** START OF Extracted material **
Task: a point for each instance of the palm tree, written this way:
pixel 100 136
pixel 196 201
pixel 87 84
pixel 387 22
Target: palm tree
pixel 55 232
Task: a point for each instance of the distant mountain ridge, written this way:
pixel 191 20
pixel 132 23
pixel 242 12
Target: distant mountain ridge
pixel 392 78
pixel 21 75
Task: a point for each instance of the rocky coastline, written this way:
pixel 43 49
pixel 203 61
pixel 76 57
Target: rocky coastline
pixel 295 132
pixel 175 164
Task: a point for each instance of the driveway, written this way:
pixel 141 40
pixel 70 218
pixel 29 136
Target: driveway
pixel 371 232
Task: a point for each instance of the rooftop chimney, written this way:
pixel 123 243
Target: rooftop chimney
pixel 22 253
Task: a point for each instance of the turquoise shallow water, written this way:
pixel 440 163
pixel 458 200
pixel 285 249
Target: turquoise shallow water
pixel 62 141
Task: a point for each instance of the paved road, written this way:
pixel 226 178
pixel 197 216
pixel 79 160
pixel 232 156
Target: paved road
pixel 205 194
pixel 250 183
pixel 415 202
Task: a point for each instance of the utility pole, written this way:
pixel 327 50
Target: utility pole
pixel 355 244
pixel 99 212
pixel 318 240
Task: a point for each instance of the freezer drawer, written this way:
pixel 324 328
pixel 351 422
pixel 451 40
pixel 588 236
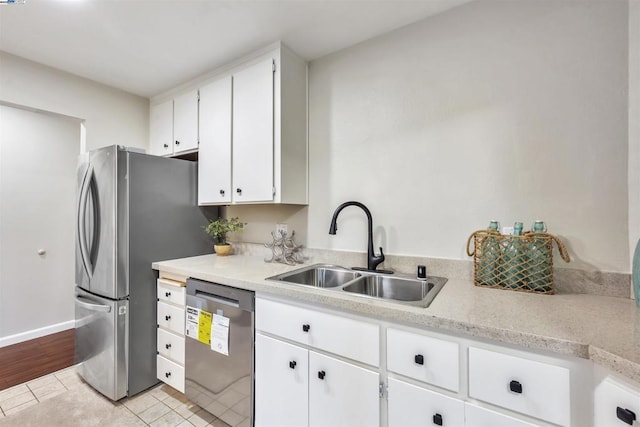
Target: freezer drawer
pixel 101 343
** END OF Extracted material **
> _Goal of the exercise_
Put every line of the data above into one numbered list, skipping blank lines and leaving out the pictures.

> _Complete answer_
1. Task: a point for each instance of the palm tree, written this way:
2. pixel 100 136
3. pixel 196 201
4. pixel 87 84
5. pixel 387 22
6. Target: palm tree
7. pixel 55 232
8. Task: a point for each instance of the distant mountain ridge, written this way:
9. pixel 191 20
10. pixel 132 23
11. pixel 242 12
12. Target: distant mountain ridge
13. pixel 392 78
14. pixel 21 75
15. Task: a point for each instance of the rocky coastline, written this way:
16. pixel 43 49
17. pixel 203 61
18. pixel 76 57
19. Target: rocky coastline
20. pixel 295 132
21. pixel 175 164
22. Task: a point for each instance of the driveway, written this way:
23. pixel 141 40
24. pixel 70 218
25. pixel 29 136
26. Target: driveway
27. pixel 371 232
28. Task: a point for each instance of the rooftop chimney, written this way:
29. pixel 123 243
30. Target: rooftop chimney
31. pixel 22 253
32. Task: a point for each instance of the turquoise shallow water, written this way:
33. pixel 440 163
34. pixel 458 200
35. pixel 285 249
36. Target: turquoise shallow water
37. pixel 62 141
38. Task: a point for each instance of the paved road, written this way:
39. pixel 226 178
40. pixel 197 216
41. pixel 79 160
42. pixel 232 156
43. Target: paved road
44. pixel 205 194
45. pixel 250 183
46. pixel 415 202
47. Task: a point for each instance of the utility pole, written this way:
48. pixel 327 50
49. Target: utility pole
50. pixel 355 244
51. pixel 99 212
52. pixel 318 240
53. Task: a point for each instance of the freezer drawer, written this way:
54. pixel 324 328
55. pixel 351 422
56. pixel 451 40
57. pixel 588 236
58. Target: freezer drawer
59. pixel 101 343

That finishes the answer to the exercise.